Source records start

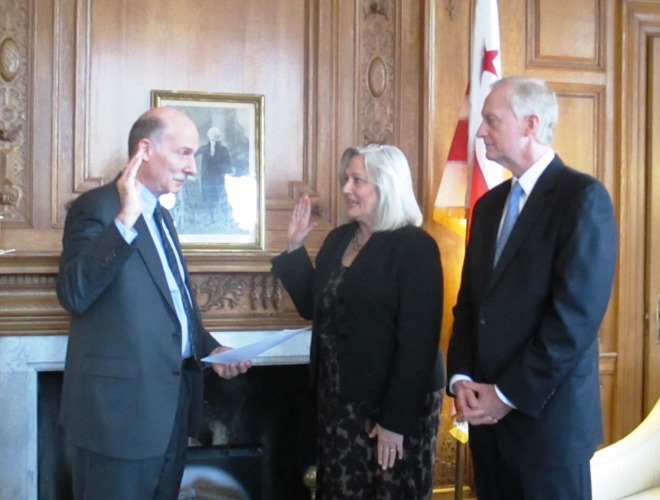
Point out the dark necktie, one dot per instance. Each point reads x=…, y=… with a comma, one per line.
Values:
x=174, y=267
x=512, y=211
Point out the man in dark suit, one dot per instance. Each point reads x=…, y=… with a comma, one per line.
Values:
x=132, y=390
x=523, y=355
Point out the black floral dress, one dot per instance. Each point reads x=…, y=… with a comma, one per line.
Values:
x=347, y=464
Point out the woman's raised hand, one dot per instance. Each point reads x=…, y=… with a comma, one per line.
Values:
x=300, y=225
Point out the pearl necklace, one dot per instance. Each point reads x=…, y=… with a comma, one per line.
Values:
x=356, y=242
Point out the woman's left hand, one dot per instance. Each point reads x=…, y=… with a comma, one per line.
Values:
x=389, y=446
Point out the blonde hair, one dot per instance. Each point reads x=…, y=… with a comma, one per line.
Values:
x=388, y=169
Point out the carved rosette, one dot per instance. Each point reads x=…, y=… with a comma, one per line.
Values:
x=377, y=50
x=13, y=107
x=240, y=292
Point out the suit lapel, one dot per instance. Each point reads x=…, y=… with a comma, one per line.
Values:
x=147, y=248
x=535, y=205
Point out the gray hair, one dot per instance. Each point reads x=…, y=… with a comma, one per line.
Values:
x=532, y=96
x=388, y=169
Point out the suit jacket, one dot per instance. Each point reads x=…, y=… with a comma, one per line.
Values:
x=123, y=364
x=389, y=309
x=530, y=323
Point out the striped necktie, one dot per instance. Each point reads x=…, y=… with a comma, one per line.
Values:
x=174, y=267
x=512, y=212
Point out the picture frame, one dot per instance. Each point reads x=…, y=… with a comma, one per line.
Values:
x=222, y=207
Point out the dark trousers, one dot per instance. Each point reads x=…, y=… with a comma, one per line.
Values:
x=100, y=477
x=497, y=478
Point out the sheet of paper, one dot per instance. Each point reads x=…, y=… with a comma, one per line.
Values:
x=251, y=351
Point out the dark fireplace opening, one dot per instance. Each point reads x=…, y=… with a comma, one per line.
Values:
x=257, y=441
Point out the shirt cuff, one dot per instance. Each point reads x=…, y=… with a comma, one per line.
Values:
x=457, y=378
x=503, y=398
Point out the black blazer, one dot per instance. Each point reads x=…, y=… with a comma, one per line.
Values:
x=389, y=309
x=530, y=325
x=123, y=364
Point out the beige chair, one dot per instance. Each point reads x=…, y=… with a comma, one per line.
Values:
x=630, y=468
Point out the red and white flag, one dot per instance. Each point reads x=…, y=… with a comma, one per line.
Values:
x=468, y=174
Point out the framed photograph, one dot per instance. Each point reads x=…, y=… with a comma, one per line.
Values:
x=222, y=207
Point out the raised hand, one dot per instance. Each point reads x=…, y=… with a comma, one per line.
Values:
x=300, y=225
x=129, y=190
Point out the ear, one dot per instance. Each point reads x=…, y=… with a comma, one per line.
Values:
x=147, y=148
x=531, y=123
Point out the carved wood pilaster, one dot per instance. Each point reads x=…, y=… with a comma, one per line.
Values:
x=13, y=109
x=377, y=60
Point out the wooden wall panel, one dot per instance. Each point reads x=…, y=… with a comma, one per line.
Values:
x=557, y=39
x=579, y=138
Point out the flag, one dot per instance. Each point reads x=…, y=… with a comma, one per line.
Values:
x=468, y=174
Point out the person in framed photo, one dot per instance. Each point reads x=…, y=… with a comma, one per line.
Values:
x=215, y=164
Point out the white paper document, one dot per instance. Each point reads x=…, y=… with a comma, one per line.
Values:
x=251, y=351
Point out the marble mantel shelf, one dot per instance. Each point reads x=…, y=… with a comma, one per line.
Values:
x=23, y=357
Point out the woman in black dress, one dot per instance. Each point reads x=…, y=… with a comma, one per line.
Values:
x=374, y=296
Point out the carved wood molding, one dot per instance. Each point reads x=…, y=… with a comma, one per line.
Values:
x=377, y=53
x=14, y=29
x=252, y=301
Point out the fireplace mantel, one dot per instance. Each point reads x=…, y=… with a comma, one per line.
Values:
x=23, y=357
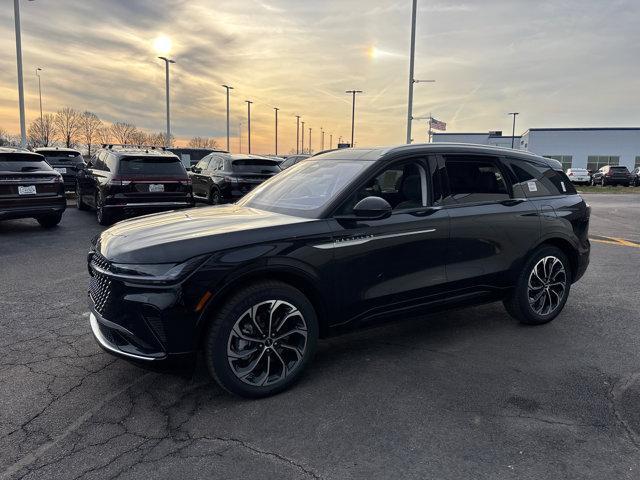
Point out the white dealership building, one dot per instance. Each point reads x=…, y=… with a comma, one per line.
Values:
x=575, y=147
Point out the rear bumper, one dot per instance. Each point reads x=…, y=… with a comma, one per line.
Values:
x=33, y=208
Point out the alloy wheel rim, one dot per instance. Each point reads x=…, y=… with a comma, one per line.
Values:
x=267, y=343
x=547, y=285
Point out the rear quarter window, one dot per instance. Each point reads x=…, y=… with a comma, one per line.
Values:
x=538, y=180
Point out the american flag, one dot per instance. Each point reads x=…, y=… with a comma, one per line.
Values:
x=437, y=124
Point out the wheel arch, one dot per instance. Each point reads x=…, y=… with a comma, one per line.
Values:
x=295, y=277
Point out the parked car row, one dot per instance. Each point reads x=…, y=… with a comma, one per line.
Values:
x=606, y=175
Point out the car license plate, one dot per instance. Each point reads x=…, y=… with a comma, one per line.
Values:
x=27, y=190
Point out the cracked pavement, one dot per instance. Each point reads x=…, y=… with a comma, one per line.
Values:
x=464, y=394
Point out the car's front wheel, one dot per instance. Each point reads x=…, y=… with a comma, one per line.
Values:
x=542, y=288
x=261, y=340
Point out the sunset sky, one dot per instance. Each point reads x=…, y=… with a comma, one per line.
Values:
x=559, y=63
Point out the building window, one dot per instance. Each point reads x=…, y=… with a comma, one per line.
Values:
x=594, y=162
x=565, y=160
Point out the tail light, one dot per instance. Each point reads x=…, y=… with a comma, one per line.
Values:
x=118, y=182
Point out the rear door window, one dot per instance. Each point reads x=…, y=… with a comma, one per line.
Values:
x=18, y=162
x=255, y=165
x=475, y=179
x=150, y=166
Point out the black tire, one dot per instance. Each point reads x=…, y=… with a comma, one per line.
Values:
x=79, y=202
x=102, y=215
x=50, y=221
x=519, y=305
x=222, y=336
x=214, y=196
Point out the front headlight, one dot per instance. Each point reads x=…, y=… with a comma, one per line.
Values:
x=156, y=272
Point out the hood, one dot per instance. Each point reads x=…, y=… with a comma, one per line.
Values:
x=176, y=236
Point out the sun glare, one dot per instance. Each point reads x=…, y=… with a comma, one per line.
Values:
x=162, y=44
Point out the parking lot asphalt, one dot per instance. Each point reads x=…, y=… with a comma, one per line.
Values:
x=468, y=394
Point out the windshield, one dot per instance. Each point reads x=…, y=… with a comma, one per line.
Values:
x=255, y=166
x=23, y=163
x=305, y=188
x=59, y=154
x=150, y=166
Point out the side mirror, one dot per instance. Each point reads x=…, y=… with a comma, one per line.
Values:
x=370, y=208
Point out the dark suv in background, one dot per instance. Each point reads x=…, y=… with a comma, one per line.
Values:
x=66, y=161
x=338, y=242
x=30, y=188
x=128, y=181
x=221, y=178
x=611, y=175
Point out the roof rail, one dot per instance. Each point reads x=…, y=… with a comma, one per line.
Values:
x=110, y=146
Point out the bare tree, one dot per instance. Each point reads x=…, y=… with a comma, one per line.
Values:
x=138, y=137
x=104, y=134
x=67, y=125
x=203, y=142
x=41, y=132
x=90, y=126
x=155, y=139
x=123, y=132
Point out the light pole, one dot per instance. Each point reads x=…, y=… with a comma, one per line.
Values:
x=353, y=112
x=275, y=109
x=227, y=87
x=23, y=128
x=513, y=131
x=167, y=61
x=39, y=93
x=249, y=102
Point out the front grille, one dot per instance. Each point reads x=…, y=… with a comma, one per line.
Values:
x=100, y=288
x=100, y=292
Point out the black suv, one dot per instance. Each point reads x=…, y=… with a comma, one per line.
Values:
x=220, y=178
x=30, y=188
x=127, y=181
x=67, y=161
x=611, y=175
x=337, y=242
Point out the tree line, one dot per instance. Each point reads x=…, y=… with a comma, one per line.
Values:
x=75, y=129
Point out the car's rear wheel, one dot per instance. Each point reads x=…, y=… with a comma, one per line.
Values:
x=102, y=215
x=542, y=288
x=50, y=221
x=214, y=196
x=261, y=340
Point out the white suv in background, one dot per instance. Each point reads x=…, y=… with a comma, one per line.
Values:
x=579, y=175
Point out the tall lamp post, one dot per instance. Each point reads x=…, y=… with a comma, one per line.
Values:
x=167, y=61
x=513, y=130
x=227, y=87
x=353, y=111
x=275, y=109
x=39, y=93
x=23, y=128
x=249, y=102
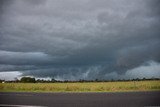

Source records end

### What you have to do
Rewrite the lines starting at the one containing "Point out the alloy" and ending at the one containing "x=468, y=394", keeping every request as it is and shifting each answer point by adding 59 to both its x and y coordinates. Give only these lines.

### Task answer
Point out the alloy wheel rim, one dot per instance. Each point reads x=…, y=… with a comma, one per line.
Values:
x=326, y=402
x=606, y=344
Point out the rear quarter window, one dot per instance. Each point reads x=…, y=… with a comma, one per line.
Values:
x=597, y=239
Point out the american flag, one dot per instance. Each point reads x=…, y=… with a comma, one per line.
Values:
x=496, y=183
Point out the wheel arch, one dot per instance. Each point reads x=…, y=… with a comma, one per line.
Values:
x=354, y=336
Point out the parked car row, one dot per instance. Each point reads x=…, y=… with a comma, one per line.
Values:
x=665, y=234
Point out the car license plate, one dot per instance. Each point reads x=…, y=… with a comma, one per line.
Values:
x=86, y=249
Point out the cracked pavement, one dot per instance. Each point reads x=…, y=… with a comma, one per line.
Values:
x=523, y=453
Point out the car's front wheel, one dot per instance. Each point reads x=…, y=… with a comma, one per line.
Values:
x=601, y=347
x=320, y=399
Point out the sunset sky, one dot per instance. Each point reads x=…, y=… with a comma, one per line.
Values:
x=618, y=122
Point out the building window, one dot per instance. Each point reads x=…, y=… with a comma, one per line.
Values:
x=653, y=221
x=624, y=219
Point out the tail light, one dot per instance. Each point reads x=…, y=… with a comma, one per line.
Values:
x=177, y=241
Point out the rear door window, one dot per instance. Each point reads x=…, y=… with a comma, one per line.
Values:
x=77, y=221
x=314, y=224
x=534, y=238
x=209, y=225
Point out the black tire, one dot per instance. Each point reads x=…, y=… with a comma, one per line.
Values:
x=138, y=261
x=161, y=274
x=109, y=280
x=578, y=364
x=281, y=395
x=273, y=255
Point out the front headlight, one dot per instance. Each point reads x=…, y=… with a comma, one per line.
Values:
x=215, y=331
Point out the hood, one dot per instance. Each point reads x=…, y=… with a comma, one per line.
Values:
x=235, y=295
Point out the sun glare, one dot per instance. Each point reads x=…, y=… with a comma, one per line.
Values:
x=221, y=103
Point out the parking lot asphalt, one dot per instance. Each point reads x=…, y=… with a comma, one per line.
Values:
x=527, y=453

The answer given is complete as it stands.